**WHAT IS ASKED**
Please pick out every line in the items below that contains the word "wooden" and copy each one.

[Dataset excerpt]
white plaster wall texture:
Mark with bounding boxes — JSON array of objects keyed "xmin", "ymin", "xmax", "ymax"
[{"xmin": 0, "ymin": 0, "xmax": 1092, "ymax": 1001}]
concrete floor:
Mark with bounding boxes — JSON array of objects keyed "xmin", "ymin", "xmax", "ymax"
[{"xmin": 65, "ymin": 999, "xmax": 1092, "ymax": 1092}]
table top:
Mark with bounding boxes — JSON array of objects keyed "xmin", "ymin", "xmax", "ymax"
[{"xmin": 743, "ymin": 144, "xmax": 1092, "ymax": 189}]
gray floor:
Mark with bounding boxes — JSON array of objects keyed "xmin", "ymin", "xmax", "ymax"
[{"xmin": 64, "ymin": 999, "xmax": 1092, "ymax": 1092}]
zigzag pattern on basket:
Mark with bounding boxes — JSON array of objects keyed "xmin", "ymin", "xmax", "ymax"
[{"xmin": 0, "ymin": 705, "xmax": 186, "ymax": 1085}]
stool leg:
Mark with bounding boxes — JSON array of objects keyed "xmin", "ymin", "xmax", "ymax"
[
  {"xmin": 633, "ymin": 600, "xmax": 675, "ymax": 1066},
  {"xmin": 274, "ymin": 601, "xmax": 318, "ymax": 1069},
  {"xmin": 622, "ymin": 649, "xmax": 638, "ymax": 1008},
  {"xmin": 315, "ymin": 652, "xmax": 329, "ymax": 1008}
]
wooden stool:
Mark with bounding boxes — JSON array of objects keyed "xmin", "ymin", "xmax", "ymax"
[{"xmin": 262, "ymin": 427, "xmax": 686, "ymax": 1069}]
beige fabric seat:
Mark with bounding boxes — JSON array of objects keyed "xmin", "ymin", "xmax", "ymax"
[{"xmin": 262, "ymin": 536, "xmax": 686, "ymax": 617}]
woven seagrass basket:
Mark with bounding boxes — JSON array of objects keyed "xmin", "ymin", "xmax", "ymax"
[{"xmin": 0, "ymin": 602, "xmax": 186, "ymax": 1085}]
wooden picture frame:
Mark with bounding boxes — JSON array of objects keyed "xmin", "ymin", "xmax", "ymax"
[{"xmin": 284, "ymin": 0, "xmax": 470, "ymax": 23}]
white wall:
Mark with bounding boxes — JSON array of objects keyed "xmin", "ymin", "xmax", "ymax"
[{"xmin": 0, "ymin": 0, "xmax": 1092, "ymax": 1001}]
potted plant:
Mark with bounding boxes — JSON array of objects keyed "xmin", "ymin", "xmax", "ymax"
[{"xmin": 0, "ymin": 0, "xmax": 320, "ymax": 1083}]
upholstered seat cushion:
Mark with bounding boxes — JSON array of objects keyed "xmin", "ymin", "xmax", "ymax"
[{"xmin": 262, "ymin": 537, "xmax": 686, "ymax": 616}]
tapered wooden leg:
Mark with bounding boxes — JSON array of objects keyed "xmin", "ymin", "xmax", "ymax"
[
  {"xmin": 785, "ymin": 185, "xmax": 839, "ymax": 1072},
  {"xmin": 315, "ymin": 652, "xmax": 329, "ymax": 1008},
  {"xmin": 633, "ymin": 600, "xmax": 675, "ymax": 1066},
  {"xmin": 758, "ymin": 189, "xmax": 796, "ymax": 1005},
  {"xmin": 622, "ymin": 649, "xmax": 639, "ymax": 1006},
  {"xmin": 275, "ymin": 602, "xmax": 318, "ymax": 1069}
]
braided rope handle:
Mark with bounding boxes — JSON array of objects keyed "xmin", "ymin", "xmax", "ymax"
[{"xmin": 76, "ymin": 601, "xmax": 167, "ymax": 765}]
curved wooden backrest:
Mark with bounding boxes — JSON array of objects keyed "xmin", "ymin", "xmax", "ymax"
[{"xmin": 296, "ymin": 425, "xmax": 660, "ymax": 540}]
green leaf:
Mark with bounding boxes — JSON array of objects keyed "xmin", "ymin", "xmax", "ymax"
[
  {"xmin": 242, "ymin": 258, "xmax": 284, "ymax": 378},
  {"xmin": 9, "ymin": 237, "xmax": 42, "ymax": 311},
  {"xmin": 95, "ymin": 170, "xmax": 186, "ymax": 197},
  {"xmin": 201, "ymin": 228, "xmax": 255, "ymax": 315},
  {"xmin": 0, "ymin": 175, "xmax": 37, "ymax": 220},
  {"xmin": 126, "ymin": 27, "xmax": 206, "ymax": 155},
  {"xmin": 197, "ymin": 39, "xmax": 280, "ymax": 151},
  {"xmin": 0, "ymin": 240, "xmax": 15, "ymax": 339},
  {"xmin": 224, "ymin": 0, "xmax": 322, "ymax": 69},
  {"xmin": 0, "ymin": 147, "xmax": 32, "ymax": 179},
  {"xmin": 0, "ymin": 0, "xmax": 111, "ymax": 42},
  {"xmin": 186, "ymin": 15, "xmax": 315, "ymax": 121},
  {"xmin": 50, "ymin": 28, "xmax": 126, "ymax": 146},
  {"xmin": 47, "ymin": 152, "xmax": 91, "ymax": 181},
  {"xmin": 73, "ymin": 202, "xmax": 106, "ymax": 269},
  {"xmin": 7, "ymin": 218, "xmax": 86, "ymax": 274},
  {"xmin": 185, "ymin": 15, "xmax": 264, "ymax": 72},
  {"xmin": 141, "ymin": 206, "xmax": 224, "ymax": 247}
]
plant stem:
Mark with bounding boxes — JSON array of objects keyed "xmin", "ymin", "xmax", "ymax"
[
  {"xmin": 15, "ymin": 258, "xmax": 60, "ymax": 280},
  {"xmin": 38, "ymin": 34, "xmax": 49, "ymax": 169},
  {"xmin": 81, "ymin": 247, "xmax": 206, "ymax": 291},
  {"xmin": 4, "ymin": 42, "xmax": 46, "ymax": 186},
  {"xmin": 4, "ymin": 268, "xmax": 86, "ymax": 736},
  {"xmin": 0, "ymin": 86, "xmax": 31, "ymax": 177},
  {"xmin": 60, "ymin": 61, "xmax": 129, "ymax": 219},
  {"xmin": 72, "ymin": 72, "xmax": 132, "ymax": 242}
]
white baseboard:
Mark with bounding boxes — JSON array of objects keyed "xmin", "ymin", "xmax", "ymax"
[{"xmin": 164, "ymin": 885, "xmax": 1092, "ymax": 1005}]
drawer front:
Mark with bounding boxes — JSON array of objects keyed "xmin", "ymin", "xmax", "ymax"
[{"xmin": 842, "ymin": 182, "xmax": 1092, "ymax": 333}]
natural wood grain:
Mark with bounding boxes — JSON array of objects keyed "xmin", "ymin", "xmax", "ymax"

**FULL SOLUTION**
wooden stool:
wooden picture frame:
tapered wooden leg:
curved wooden backrest:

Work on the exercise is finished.